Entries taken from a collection
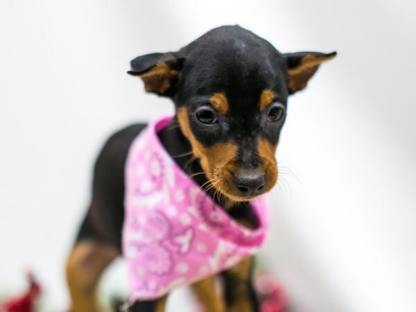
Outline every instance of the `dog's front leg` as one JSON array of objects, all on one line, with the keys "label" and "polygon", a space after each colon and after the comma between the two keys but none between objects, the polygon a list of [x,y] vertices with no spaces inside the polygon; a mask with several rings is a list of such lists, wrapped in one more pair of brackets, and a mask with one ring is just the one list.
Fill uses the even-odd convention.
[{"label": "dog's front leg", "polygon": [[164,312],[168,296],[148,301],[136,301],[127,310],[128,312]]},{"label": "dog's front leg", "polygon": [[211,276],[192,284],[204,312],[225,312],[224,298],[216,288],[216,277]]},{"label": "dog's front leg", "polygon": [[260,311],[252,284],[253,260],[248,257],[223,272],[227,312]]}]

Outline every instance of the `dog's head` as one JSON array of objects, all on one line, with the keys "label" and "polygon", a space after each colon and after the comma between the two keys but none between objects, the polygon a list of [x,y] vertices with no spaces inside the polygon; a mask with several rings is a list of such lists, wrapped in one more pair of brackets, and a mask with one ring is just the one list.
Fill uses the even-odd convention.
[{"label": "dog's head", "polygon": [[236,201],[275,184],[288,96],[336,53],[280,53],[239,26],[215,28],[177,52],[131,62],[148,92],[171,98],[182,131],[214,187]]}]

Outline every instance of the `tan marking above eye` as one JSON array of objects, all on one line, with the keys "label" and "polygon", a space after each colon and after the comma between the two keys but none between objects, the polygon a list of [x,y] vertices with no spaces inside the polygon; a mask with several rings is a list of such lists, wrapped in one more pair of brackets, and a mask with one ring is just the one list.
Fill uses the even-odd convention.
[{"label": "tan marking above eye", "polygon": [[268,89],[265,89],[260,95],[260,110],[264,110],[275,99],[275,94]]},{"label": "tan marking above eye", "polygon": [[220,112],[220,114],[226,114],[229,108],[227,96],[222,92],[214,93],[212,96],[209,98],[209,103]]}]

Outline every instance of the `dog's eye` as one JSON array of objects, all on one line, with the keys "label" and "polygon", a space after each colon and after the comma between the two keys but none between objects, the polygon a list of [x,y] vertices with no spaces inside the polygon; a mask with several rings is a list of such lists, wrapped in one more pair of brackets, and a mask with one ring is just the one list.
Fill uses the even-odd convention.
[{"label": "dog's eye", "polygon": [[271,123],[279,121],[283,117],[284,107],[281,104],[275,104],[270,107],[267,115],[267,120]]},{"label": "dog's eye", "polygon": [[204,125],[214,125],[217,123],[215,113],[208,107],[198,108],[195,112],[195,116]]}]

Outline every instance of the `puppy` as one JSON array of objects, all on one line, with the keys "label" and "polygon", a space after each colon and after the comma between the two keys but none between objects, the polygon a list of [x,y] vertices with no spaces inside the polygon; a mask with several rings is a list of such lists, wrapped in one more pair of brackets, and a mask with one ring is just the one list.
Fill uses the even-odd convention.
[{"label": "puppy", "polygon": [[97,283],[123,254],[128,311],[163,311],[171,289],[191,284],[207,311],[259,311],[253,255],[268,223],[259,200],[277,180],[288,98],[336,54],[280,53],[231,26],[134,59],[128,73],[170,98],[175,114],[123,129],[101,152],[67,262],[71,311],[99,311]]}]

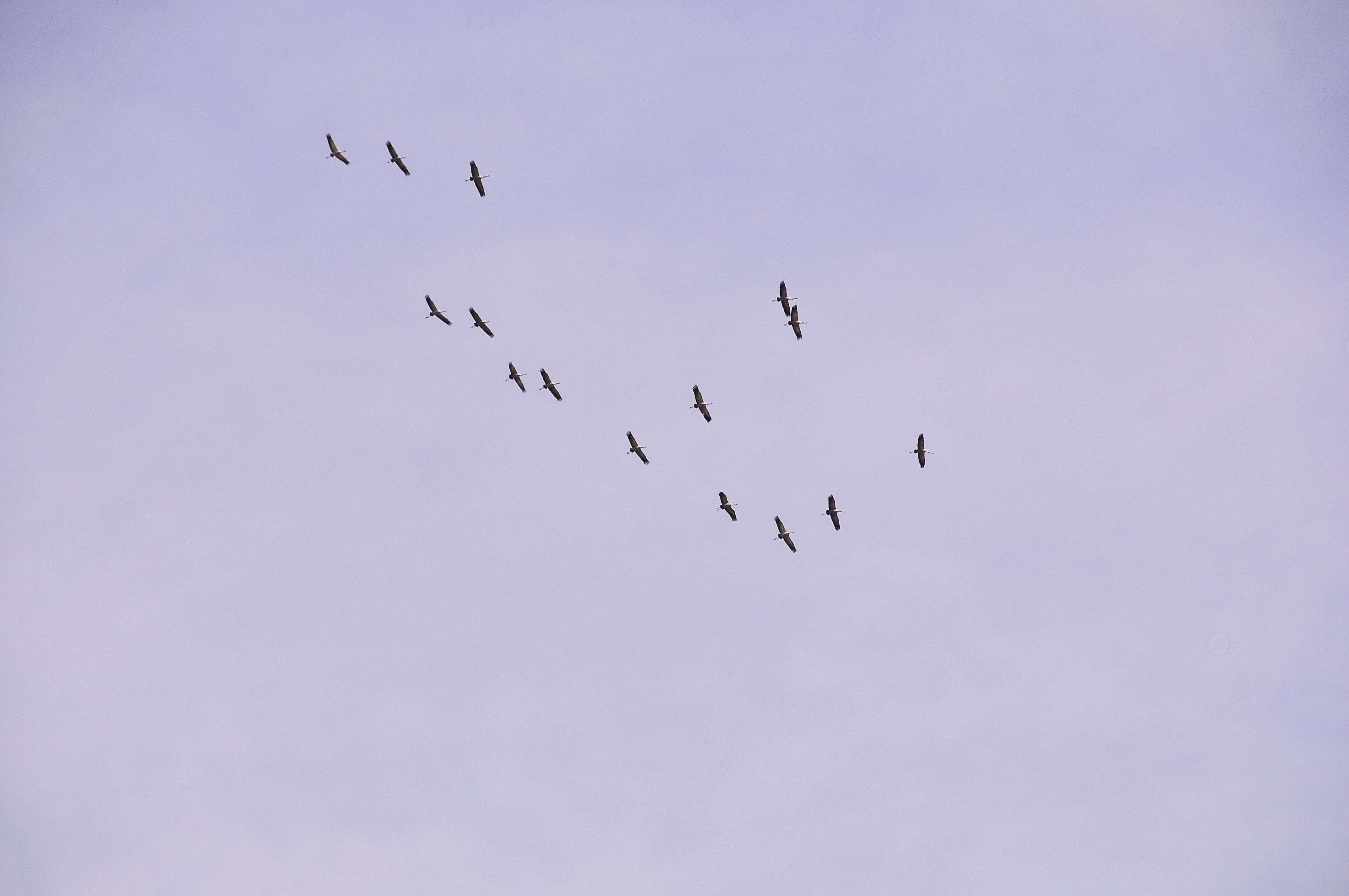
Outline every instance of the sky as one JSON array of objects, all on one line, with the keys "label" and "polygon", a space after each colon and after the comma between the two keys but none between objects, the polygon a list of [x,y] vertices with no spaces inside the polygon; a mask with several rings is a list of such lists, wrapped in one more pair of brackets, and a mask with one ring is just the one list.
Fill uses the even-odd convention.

> _What is asked_: Write out again, unchanged, every line from the line containing "Outline every instance of the sky" to the final line of the material above.

> _Result_:
Outline every instance of the sky as one JSON array of objects, all on one line, with the keys "label" and "polygon", a space after each colon and after the comma between the two keys but none between objects, the polygon a list of [x,y] vertices with no spaces inside the polygon; a mask with several rings is a list of such lists, wrapped in one more pair of brackets, and a mask with one ring is just the one list.
Fill uses the even-odd convention.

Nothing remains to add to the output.